EXTRACT:
** begin **
Oh! I have slipped the surly bonds of earth,
And danced the skies on laughter-silvered wings;
Sunward I've climbed, and joined the tumbling mirth
Of sun-split clouds, --and done a hundred things
You have not dreamed of --Wheeled and soared and swung
High in the sunlit silence. Hov'ring there
I've chased the shouting wind along, and flung
My eager craft through footless halls of air...
Up, up the long, delirious, burning blue
I've topped the wind-swept heights with easy grace
Where never lark or even eagle flew --
And, while with silent lifting mind I've trod
The high untrespassed sanctity of space,
Put out my hand, and touched the face of God.

by John Gillespie Magee junior.


From a blog at my poetry home site.
I read this and marveled at the greatness in this poem, one which is basically unknown
to the world at large but to me represents a poetic artistry that bows to none!
Not even to the legendary greats known now as poetic geniuses of old!--Tyr

Tyr-Ziu Saxnot
10-19-2016, 11:09 AM

A darkened corner, candle flame
Raindrops cling to windowpane
Ticking clock, a faded rose
An open book of Shakespeare prose
A torn picture souvenirs
A pack of letters signed with tears
And I am alone with naught to do
But think of you, but think of you.

A darkened corner, shadowed wall
Whispers from a haunted hall
Muted music, a memory
Of all the things that used to be
And I am alone with naught to do
But think of you, but think of you.

How long before a dream comes true?
How long must I but think of you.

by Jean L. Staub

Presented because this is exceptional poetry.---Tyr

Tyr-Ziu Saxnot
10-27-2016, 06:46 AM
I Will Not Let Thee Go

I will not let thee go.
Ends all our month-long love in this?
Can it be summed up so,
Quit in a single kiss?
I will not let thee go.

I will not let thee go.
If thy words' breath could scare thy deeds,
As the soft south can blow
And toss the feathered seeds,
Then might I let thee go.

I will not let thee go.
Had not the great sun seen, I might;
Or were he reckoned slow
To bring the false to light,
Then might I let thee go.

I will not let thee go.
The stars that crowd the summer skies
Have watched us so below
With all their million eyes,
I dare not let thee go.

I will not let thee go.
Have we chid the changeful moon,
Now rising late, and now
Because she set too soon,
And shall I let thee go?

I will not let thee go.
Have not the young flowers been content,
Plucked ere their buds could blow,
To seal our sacrament?
I cannot let thee go.

I will not let thee go.
I hold thee by too many bands:
Thou sayest farewell, and lo!
I have thee by the hands,
And will not let thee go.
** end **
DATA EXTRACT:
** begin **
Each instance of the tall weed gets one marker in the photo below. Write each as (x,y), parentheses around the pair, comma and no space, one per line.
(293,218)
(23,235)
** end **
YOUR GOAL: Carry on the poetry page past its final line. This material was taken from a different source than the text.

RESPONSE BELOW:
Robert Seymour Bridges

London Snow

When men were all asleep the snow came flying,
In large white flakes falling on the city brown,
Stealthily and perpetually settling and loosely lying,
Hushing the latest traffic of the drowsy town;
Deadening, muffling, stifling its murmurs failing;
Lazily and incessantly floating down and down:
Silently sifting and veiling road, roof and railing;
Hiding difference, making unevenness even,
Into angles and crevices softly drifting and sailing.
All night it fell, and when full inches seven
It lay in the depth of its uncompacted lightness,
The clouds blew off from a high and frosty heaven;
And all woke earlier for the unaccustomed brightness
Of the winter dawning, the strange unheavenly glare:
The eye marvelled-marvelled at the dazzling whiteness;
The ear hearkened to the stillness of the solemn air;
No sound of wheel rumbling nor of foot falling,
And the busy morning cries came thin and spare.
Then boys I heard, as they went to school, calling,
They gathered up the crystal manna to freeze
Their tongues with tasting, their hands with snowballing;
Or rioted in a drift, plunging up to the knees;
Or peering up from under the white-mossed wonder,
'O look at the trees!' they cried, 'O look at the trees!'
With lessened load a few carts creak and blunder,
Following along the white deserted way,
A country company long dispersed asunder:
When now already the sun, in pale display
Standing by Paul's high dome, spread forth below
His sparkling beams, and awoke the stir of the day.
For now doors open, and war is waged with the snow;
And trains of sombre men, past tale of number,
Tread long brown paths, as toward their toil they go:
But even for them awhile no cares encumber
Their minds diverted; the daily word is unspoken,
The daily thoughts of labour and sorrow slumber
At the sight of the beauty that greets them,
for the charm they have broken.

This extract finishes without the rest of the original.